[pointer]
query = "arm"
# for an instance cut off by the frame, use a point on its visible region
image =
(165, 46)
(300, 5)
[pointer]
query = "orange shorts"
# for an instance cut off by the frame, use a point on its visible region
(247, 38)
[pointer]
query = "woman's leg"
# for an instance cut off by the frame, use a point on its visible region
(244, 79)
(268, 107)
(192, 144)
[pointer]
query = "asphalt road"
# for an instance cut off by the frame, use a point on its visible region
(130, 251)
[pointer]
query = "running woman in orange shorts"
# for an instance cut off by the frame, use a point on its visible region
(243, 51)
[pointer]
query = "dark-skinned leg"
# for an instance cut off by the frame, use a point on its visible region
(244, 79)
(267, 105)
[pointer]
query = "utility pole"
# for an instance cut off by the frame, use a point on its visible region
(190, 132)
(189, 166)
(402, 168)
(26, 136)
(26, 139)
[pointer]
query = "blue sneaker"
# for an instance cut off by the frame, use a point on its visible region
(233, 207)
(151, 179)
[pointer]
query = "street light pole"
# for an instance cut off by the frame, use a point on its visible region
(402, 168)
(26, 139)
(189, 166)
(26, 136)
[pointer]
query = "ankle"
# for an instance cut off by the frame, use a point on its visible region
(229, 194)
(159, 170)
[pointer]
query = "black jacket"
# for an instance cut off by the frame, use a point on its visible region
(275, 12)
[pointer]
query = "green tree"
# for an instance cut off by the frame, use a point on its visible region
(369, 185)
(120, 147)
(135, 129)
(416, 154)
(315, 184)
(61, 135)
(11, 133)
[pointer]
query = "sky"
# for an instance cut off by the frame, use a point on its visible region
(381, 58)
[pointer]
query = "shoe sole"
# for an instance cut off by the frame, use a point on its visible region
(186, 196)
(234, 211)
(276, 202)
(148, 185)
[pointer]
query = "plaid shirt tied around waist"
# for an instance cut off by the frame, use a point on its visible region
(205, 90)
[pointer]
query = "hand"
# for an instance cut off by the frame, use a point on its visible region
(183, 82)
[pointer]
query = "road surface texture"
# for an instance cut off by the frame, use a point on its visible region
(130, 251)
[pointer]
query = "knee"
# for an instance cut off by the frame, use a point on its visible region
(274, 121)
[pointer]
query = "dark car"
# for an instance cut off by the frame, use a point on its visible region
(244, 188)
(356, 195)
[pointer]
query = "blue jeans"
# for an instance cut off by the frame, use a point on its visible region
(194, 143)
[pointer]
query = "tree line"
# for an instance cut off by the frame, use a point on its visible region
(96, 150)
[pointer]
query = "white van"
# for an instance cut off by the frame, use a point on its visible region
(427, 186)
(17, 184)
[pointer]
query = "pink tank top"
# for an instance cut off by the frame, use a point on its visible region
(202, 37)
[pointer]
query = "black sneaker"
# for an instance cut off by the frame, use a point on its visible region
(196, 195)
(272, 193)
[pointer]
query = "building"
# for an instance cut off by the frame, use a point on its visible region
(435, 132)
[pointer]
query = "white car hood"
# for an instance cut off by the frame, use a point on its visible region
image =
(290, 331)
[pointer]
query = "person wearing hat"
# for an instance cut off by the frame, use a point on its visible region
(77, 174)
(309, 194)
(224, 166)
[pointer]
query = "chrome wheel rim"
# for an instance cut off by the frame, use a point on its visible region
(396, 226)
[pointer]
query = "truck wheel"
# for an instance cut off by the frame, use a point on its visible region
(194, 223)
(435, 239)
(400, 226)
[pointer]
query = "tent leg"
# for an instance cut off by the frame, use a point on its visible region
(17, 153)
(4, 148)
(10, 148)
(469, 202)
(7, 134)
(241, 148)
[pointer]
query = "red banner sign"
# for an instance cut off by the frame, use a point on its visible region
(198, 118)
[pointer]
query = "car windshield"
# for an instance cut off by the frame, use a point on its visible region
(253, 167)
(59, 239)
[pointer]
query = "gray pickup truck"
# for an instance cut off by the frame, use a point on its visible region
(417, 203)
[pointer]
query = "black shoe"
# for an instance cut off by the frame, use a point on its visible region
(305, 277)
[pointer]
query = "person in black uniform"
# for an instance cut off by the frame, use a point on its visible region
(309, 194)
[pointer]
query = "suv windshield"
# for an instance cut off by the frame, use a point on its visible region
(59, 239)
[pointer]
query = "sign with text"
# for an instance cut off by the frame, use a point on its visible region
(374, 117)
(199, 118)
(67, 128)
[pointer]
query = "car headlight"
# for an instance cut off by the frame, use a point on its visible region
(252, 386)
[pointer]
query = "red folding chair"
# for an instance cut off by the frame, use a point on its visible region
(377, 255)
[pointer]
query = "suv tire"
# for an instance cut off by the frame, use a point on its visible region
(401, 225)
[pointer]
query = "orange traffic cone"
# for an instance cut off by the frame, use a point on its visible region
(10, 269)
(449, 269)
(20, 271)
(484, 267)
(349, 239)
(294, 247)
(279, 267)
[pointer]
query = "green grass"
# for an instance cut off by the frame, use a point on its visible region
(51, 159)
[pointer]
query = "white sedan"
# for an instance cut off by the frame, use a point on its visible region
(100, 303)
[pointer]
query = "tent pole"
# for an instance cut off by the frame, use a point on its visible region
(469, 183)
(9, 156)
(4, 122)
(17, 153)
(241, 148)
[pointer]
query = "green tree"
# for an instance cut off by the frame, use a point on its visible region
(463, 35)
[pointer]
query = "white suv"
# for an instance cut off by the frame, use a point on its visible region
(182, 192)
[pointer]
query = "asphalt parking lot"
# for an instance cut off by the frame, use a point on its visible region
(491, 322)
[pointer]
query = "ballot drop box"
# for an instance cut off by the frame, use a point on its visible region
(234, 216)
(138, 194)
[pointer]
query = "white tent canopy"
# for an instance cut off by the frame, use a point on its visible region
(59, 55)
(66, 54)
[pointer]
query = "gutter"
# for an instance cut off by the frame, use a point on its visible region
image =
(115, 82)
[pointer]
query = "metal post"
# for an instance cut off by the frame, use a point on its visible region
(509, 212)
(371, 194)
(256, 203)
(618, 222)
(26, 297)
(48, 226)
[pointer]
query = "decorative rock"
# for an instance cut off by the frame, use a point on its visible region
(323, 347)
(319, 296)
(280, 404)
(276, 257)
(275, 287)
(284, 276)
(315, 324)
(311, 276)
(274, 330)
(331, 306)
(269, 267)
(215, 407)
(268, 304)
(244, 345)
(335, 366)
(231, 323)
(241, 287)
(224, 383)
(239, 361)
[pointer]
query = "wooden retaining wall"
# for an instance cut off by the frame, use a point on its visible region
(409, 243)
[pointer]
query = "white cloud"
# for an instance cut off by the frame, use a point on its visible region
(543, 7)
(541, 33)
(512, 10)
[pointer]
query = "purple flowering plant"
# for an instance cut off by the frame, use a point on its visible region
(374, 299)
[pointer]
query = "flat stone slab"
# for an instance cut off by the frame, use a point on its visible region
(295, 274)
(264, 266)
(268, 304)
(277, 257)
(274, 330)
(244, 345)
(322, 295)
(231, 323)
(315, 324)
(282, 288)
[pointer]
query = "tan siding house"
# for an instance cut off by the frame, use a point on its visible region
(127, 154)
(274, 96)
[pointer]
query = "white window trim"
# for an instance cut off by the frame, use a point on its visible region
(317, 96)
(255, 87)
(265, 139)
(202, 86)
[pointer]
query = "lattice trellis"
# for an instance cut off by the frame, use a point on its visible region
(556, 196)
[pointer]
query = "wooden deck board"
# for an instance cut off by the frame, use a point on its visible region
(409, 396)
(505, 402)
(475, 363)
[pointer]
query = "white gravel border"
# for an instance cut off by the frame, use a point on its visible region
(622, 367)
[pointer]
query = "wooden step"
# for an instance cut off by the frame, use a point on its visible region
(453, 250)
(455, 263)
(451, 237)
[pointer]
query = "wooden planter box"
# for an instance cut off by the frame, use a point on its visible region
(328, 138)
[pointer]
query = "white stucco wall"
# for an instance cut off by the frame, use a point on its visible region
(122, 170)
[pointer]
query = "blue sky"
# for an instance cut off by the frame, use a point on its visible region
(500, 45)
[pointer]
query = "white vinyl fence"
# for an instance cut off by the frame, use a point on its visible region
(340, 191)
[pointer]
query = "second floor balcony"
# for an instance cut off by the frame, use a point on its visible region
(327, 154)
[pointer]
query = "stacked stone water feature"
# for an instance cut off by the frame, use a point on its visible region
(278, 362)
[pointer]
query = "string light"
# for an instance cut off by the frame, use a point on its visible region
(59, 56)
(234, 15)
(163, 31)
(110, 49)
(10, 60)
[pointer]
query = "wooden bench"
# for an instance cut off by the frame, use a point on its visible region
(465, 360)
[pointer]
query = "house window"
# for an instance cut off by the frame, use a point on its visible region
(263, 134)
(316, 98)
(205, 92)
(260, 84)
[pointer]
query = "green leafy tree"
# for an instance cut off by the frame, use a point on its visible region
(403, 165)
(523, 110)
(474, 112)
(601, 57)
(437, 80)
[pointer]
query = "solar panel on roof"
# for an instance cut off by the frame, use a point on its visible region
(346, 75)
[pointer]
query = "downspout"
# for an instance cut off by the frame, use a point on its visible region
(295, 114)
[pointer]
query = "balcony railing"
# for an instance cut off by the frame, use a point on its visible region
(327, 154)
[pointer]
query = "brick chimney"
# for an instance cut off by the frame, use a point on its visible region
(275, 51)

------------------------------------------------

SET EXERCISE:
Find each line of the items above that contains the word "road", and copy those lines in order.

COMPLETE ANSWER:
query = "asphalt road"
query = "road surface texture"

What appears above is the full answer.